# Fine tuning template using TJ's mojo! (choco's challenge)



## Synesthesia (Oct 2, 2007)

EDIT: heres the latest mix!

http://www.webfilehosting.com/096RUTFFGKFO/mojotestmix5.mp3 (mojotestmix5.mp3 - 954.4 Kb)


Firstly, thanks to Thomas for his fantastic writing and kindness to share it! and thanks to choco for inspiring the impossible challenge..

I have sketched the first 30secs from TJ's score to try and fine tune my main template, and I think its going pretty well, but I'm starting to hear things now and I need an outside perspective..

I'd be very grateful if anyone could have a quick listen and give me some criticism!

http://www.speedyshare.com/392875644.html

(Apologies that its not an original composition this time but I thought it might help to cp it to a great mockup)

Thanks in advance!

cheers

Paul o-[][]-o


----------



## synthetic (Oct 2, 2007)

Wow, nice! Great job, and way to pick up the gauntlet. 

A few minor things I heard:
- Some late notes? around 0:02. I heard some stereo flamming that was distracting. 
- Around 0:07 the trumpets seems to stick out a bit
- at 0:17, the big hit is a bit subdued. You could use some more dynamics here and maybe some bass, it sounds a tad thin. Listen to the big tympani in the TJ version. 

Very nice.


----------



## Niah (Oct 2, 2007)

I think it sounds good, considering the piece that it is. 

The intro sounds close to me except from 0:11 where it looses some of the balls, also the fast strings at 0:11 - 0:17 are not working for me, too thin and fake-ish.

and yes TJ uses TS1, especially on this piece.

Overall I have to hand it to you, to have the balls to try this.

== PROBLEM A ==
Please return every line of the records that holds the word "tree".

== THE INPUT ==

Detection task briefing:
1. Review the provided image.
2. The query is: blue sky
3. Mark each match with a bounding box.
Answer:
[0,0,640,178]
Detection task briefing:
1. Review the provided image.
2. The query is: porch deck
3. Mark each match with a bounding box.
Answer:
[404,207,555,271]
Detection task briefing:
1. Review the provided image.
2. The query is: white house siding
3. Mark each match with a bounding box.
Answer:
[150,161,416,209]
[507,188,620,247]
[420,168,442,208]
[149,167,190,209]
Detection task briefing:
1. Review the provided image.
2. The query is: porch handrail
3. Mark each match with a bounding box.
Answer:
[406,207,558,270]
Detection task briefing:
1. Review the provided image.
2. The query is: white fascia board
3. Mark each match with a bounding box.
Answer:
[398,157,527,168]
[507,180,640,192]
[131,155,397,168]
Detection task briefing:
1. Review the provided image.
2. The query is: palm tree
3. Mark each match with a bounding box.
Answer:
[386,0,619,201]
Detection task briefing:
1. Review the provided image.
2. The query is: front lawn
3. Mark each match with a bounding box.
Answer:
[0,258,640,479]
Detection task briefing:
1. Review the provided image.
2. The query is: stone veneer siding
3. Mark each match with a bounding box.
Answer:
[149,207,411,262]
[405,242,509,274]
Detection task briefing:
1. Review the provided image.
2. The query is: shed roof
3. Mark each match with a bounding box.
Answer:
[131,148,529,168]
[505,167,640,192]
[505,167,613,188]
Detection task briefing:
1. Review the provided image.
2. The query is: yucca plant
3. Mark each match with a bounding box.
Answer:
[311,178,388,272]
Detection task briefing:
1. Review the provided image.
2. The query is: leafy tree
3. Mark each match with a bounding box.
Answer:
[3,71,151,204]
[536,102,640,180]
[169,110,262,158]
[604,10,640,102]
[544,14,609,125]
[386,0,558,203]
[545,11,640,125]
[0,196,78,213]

* * *

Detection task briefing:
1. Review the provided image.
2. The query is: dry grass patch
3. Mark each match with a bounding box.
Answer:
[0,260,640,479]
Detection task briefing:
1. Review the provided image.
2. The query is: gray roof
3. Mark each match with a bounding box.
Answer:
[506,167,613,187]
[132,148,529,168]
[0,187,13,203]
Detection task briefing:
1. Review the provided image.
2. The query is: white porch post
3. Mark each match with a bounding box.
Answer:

== PROBLEM B ==
Explain why the opening poster of the mockup thread asks others to listen to the sketch and criticize it.

== EXPECTED ANSWER A ==
2. The query is: palm tree
2. The query is: leafy tree

== EXPECTED ANSWER B ==
The poster thinks the template is going pretty well but is "starting to hear things now." An outside perspective is needed to judge the sketch.